Stored data entries:
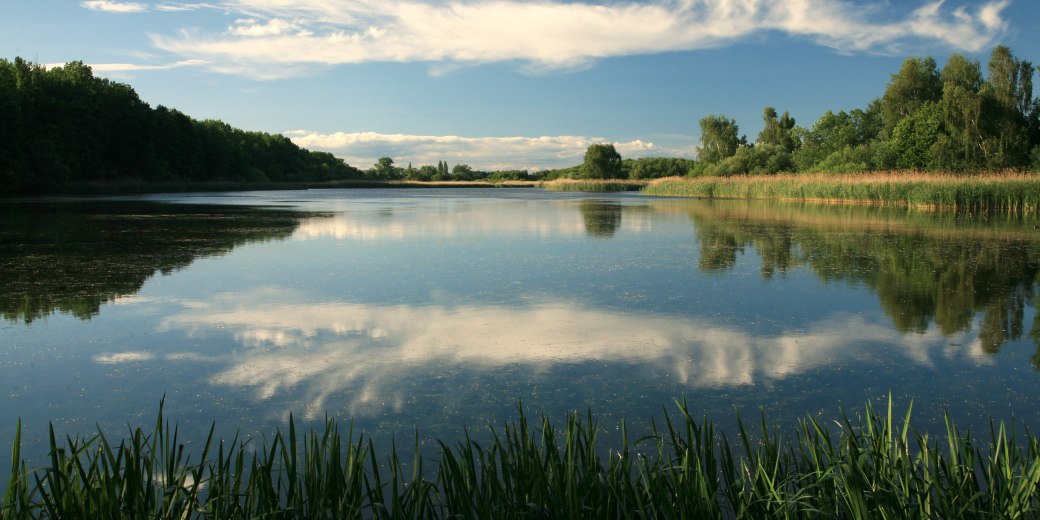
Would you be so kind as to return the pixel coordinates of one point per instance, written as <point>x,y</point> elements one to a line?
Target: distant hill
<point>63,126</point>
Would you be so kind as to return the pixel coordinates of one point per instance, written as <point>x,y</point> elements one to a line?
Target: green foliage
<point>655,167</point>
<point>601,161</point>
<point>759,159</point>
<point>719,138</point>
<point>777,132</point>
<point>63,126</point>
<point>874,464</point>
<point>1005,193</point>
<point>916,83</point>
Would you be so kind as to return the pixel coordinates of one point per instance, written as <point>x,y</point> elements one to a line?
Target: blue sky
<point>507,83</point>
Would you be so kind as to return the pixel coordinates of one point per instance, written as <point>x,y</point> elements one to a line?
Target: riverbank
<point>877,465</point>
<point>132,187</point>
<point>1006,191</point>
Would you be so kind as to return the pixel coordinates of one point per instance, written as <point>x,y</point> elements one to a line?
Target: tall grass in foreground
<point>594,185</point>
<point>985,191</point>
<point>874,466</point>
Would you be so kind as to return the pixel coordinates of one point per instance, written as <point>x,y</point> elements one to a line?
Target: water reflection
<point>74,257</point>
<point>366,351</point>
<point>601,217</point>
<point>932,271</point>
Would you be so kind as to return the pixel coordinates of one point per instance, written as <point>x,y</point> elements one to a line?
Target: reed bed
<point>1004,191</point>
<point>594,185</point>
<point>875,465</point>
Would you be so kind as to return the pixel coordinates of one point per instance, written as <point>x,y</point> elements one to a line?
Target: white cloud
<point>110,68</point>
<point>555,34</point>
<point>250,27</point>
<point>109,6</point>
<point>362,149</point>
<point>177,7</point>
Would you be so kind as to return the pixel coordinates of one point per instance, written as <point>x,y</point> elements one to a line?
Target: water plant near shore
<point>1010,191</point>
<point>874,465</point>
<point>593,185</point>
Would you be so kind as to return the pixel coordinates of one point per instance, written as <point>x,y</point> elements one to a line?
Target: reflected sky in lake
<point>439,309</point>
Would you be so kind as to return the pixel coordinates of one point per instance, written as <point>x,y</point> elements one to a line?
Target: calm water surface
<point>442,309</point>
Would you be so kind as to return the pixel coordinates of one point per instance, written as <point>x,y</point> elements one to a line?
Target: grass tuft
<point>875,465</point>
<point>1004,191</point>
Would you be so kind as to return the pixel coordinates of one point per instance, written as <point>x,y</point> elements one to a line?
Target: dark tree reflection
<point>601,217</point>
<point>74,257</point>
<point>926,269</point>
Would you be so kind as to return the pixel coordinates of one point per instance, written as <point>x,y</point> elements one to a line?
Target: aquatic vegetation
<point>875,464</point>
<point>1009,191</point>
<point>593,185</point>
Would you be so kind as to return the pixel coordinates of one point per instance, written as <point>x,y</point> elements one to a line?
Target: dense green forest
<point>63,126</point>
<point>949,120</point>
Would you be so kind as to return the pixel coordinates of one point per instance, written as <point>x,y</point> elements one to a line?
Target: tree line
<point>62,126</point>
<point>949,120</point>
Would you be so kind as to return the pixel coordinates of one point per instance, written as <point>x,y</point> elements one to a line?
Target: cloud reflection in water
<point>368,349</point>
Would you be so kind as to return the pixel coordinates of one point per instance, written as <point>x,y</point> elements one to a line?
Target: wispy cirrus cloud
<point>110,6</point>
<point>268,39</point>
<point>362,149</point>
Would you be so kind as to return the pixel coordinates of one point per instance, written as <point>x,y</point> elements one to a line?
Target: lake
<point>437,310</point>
---
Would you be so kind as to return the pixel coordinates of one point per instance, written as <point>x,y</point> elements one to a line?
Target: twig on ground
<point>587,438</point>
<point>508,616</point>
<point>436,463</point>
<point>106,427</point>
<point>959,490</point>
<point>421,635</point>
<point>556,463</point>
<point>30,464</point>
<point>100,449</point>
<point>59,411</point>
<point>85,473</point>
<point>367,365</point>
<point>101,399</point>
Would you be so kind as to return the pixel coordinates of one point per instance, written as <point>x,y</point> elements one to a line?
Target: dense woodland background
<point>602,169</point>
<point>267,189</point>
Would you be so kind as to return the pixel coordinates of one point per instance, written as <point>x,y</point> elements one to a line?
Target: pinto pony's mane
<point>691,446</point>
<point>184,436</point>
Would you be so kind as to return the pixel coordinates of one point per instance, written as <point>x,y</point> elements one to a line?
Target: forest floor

Work instructions
Of the entries above, transcribe exactly those lines that fall between the line containing "Target: dense woodland background" and the line containing "Target: forest floor", together with those two lines.

Written answer
Target: dense woodland background
<point>602,169</point>
<point>267,189</point>
Would you be so kind as to return the pixel coordinates of one point per instance, written as <point>x,y</point> elements one to a line?
Target: pinto pony's mane
<point>691,446</point>
<point>184,436</point>
Would you be so kind as to return the pixel coordinates of one point per instance, written as <point>x,y</point> elements one to a line?
Target: forest floor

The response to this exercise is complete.